=== EXCERPT TO READ ===

The European landscape of listed biotech companies: 2018 review (Part 4)

6.3 Balance between cash raised and burnt

In this section, 2 balances will be calculated: a first one that we will call “intrinsic”, representing the difference between the amounts raised/committed and the cash burnt during 2018 without accounting the extra cash, and a second one including the extra cash, so including “extrinsic” or non-recurring elements (even though partnering is definitely part of the business model).

The first balance “Raised - Burnt” (raised minus burnt) is represented on Figure 39, along with the “Burnt/Raised” ratio.

=== STORED RECORDS ===

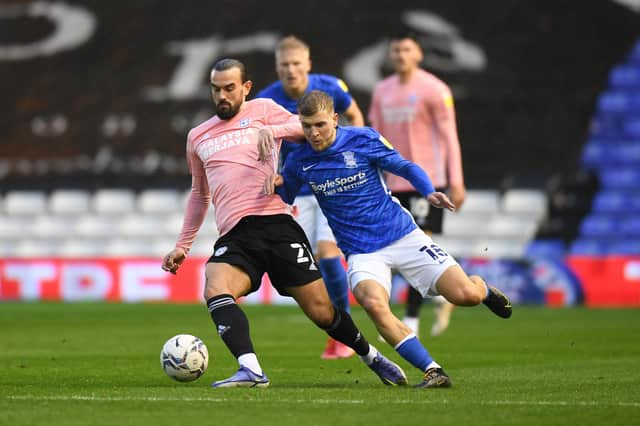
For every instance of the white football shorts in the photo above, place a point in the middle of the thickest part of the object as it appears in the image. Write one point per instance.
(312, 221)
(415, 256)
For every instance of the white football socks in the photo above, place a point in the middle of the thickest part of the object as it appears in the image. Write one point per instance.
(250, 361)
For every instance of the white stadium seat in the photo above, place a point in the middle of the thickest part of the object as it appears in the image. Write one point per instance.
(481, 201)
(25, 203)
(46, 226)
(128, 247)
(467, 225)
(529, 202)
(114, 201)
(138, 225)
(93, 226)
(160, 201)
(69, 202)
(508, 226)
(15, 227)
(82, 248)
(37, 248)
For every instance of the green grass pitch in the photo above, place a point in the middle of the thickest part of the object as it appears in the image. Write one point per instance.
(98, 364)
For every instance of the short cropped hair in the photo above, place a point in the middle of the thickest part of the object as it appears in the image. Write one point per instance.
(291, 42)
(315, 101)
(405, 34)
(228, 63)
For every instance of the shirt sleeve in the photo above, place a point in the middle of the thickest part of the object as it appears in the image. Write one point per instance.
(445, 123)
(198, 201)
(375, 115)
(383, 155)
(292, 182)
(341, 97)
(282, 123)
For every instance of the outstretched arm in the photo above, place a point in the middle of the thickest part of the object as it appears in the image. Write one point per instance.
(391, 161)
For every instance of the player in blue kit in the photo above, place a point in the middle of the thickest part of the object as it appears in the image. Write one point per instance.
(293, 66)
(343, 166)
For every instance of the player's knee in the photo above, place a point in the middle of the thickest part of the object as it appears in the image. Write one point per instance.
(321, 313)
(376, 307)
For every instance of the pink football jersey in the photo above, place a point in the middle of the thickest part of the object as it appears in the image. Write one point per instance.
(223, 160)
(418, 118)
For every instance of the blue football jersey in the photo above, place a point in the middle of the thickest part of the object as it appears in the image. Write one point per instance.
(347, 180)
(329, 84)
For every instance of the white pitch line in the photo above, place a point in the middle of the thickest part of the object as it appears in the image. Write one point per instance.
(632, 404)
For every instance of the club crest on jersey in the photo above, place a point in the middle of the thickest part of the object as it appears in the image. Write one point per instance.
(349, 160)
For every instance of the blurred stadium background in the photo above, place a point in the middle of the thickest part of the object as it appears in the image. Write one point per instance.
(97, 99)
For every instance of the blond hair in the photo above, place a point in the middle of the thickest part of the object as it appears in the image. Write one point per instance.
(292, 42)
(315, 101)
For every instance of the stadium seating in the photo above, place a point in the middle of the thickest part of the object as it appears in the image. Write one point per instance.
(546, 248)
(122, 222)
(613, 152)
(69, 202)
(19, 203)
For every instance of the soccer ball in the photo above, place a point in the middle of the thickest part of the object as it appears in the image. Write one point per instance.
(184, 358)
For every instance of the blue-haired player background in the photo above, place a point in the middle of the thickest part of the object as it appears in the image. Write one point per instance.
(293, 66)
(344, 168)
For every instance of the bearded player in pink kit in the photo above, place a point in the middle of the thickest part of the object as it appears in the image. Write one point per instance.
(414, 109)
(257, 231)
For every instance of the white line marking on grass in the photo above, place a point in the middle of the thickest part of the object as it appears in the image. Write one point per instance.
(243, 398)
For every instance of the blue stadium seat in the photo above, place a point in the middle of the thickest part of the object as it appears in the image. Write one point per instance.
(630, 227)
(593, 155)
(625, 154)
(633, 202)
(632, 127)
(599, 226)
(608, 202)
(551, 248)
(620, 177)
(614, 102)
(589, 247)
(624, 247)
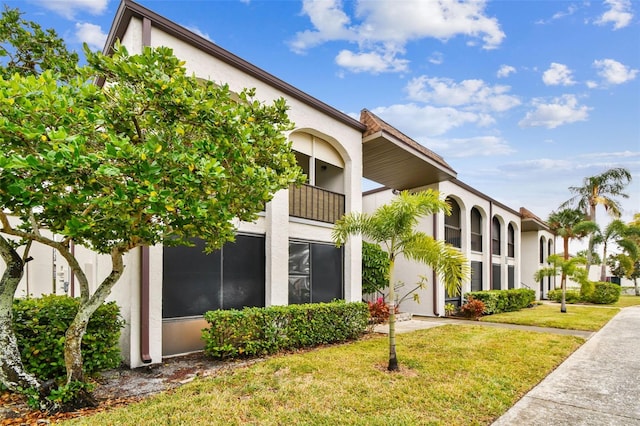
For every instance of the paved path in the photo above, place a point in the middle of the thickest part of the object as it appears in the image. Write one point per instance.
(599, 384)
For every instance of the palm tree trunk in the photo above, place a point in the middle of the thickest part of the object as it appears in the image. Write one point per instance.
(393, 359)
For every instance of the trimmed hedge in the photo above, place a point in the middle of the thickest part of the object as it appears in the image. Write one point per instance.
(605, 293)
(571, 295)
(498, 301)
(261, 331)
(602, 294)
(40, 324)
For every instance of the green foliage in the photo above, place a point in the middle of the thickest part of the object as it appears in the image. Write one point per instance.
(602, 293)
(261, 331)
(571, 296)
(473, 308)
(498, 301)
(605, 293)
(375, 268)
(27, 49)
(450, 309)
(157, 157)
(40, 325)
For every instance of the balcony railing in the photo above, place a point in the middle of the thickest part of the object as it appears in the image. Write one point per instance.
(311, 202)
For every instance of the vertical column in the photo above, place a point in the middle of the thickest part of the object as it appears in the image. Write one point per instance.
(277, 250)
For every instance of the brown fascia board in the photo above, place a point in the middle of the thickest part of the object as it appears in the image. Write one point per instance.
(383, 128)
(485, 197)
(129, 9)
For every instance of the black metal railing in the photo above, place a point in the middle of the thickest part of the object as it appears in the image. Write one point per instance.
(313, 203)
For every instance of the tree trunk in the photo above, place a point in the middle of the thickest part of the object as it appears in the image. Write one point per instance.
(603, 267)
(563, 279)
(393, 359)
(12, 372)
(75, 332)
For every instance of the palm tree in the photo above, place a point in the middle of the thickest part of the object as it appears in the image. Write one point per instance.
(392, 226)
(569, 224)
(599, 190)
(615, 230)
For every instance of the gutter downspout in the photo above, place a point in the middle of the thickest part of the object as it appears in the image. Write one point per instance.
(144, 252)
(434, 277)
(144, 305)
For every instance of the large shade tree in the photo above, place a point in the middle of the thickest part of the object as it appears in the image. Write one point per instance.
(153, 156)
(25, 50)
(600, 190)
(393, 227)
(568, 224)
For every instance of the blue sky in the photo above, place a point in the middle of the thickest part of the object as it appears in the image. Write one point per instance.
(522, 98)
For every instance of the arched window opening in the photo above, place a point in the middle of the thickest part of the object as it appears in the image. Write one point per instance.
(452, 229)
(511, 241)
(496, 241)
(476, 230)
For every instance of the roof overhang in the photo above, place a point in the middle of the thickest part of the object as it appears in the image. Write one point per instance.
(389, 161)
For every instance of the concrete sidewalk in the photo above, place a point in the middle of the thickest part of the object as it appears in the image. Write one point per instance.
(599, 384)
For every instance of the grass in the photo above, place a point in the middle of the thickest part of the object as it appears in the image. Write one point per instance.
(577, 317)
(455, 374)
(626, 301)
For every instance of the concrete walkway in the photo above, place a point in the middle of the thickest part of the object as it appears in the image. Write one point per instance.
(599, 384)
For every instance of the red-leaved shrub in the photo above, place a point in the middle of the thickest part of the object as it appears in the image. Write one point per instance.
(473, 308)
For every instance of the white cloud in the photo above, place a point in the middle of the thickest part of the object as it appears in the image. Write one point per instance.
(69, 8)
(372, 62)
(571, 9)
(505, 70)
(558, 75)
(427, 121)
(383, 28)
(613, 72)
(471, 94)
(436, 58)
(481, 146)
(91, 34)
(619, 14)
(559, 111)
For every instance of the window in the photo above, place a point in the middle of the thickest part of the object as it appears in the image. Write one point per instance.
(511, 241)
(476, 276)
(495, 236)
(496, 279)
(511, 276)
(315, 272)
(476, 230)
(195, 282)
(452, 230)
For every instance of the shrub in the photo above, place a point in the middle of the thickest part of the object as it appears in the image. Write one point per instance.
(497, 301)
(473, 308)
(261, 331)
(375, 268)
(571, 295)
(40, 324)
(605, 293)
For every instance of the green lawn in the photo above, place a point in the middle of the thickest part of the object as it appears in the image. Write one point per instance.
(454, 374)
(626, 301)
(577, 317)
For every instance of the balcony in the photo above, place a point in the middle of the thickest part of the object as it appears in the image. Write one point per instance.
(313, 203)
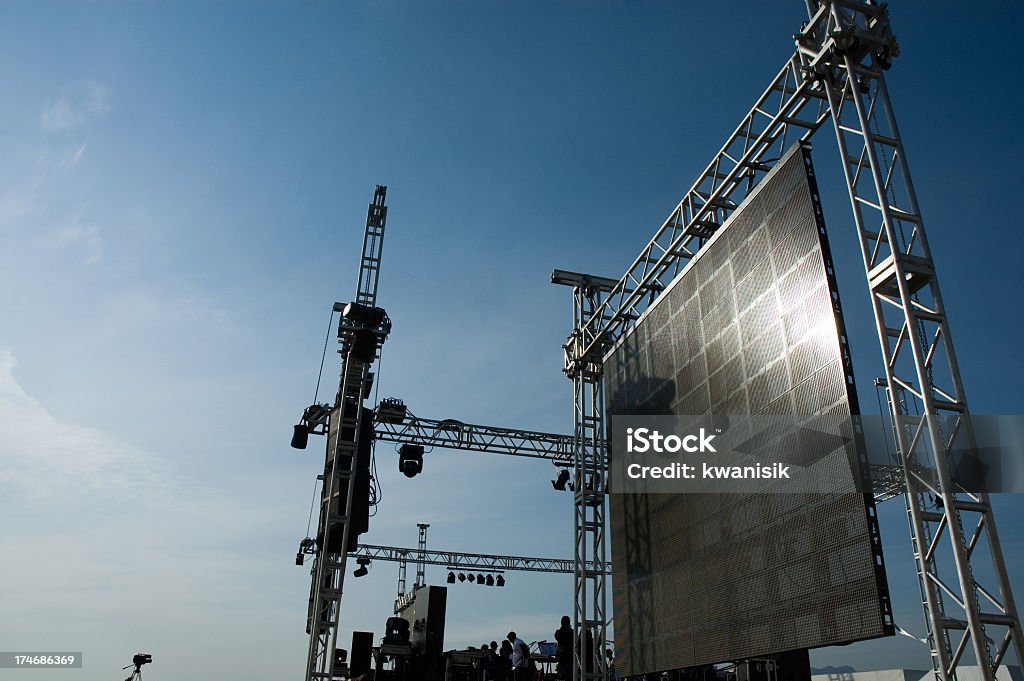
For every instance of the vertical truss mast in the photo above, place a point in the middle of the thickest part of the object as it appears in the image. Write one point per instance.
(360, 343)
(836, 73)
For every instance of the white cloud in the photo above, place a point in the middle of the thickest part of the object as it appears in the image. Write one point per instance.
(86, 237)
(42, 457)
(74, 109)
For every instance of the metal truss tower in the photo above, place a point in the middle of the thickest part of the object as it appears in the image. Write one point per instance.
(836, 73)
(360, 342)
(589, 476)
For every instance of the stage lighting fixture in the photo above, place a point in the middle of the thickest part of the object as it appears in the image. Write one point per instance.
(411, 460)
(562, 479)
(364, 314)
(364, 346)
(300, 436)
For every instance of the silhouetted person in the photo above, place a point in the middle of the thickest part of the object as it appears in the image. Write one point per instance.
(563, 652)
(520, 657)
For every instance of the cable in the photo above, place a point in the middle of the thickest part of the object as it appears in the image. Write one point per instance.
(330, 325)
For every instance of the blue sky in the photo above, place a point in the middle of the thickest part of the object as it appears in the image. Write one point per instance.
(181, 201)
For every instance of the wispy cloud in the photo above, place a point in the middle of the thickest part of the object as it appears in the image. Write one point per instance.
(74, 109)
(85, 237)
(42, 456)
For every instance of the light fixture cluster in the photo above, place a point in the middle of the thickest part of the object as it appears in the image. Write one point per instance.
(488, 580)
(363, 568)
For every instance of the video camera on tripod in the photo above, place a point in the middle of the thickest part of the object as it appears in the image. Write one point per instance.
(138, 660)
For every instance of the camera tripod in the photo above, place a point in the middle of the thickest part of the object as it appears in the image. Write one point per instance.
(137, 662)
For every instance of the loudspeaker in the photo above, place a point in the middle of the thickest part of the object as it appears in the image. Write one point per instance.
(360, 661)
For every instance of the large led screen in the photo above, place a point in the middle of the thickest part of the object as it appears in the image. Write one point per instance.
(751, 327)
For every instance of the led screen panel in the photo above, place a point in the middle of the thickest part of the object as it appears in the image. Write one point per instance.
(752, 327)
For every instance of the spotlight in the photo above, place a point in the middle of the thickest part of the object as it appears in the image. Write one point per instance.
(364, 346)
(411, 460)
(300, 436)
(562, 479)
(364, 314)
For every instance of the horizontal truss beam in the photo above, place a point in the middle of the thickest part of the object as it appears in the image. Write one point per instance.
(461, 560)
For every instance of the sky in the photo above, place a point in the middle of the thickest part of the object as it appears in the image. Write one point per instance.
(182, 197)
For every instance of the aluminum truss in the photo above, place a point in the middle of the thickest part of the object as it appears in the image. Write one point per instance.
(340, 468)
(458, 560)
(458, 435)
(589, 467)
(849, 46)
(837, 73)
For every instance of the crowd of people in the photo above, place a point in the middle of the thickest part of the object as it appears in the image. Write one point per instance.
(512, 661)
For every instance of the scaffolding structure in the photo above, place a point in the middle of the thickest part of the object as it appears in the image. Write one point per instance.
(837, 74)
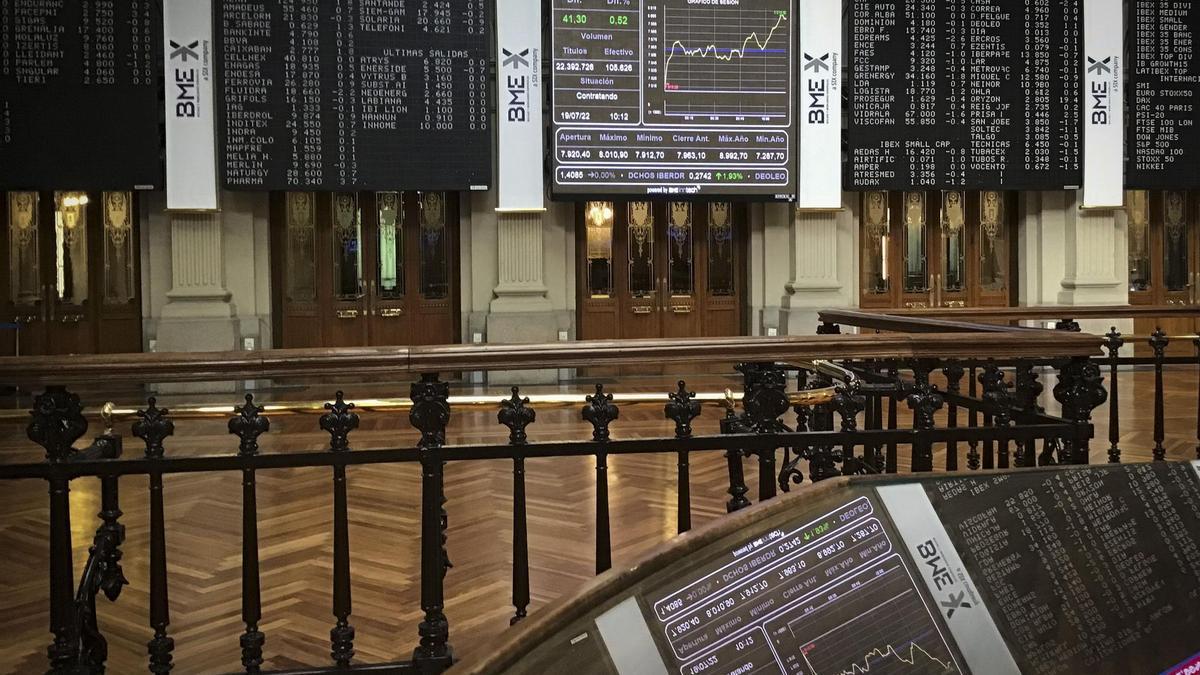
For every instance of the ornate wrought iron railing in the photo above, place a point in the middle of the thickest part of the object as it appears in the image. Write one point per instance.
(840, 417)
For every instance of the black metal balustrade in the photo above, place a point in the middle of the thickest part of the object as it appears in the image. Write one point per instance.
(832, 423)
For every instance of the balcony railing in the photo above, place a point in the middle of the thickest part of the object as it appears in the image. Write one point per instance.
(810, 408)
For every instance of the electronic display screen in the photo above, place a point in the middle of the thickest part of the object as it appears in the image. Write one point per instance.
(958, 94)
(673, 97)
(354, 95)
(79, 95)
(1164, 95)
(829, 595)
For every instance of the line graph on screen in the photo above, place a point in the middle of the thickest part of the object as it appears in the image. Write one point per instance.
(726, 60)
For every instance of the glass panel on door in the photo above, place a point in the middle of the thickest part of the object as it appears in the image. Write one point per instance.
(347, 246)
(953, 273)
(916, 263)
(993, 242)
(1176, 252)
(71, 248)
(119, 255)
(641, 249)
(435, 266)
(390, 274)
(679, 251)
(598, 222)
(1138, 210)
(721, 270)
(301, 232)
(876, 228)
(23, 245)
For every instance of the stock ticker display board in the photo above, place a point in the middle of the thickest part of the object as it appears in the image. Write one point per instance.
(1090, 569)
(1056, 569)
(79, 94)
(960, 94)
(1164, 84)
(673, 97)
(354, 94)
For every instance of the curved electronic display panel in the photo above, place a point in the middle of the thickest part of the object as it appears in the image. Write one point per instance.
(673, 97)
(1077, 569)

===

• [SET TASKS]:
[a] Answer these about the biotech review:
(i) Which year does the review cover?
(ii) What name is given to the first balance?
(iii) Which figure shows the "Raised - Burnt" balance?
[b] From the biotech review, please extract everything from "6.3 Balance between" down to "the business model).".

• [SOLUTION SET]:
[a]
(i) 2018
(ii) "Intrinsic"
(iii) Figure 39

[b]
6.3 Balance between cash raised and burnt

In this section, 2 balances will be calculated: a first one that we will call “intrinsic”, representing the difference between the amounts raised/committed and the cash burnt during 2018 without accounting the extra cash, and a second one including the extra cash, so including “extrinsic” or non-recurring elements (even though partnering is definitely part of the business model).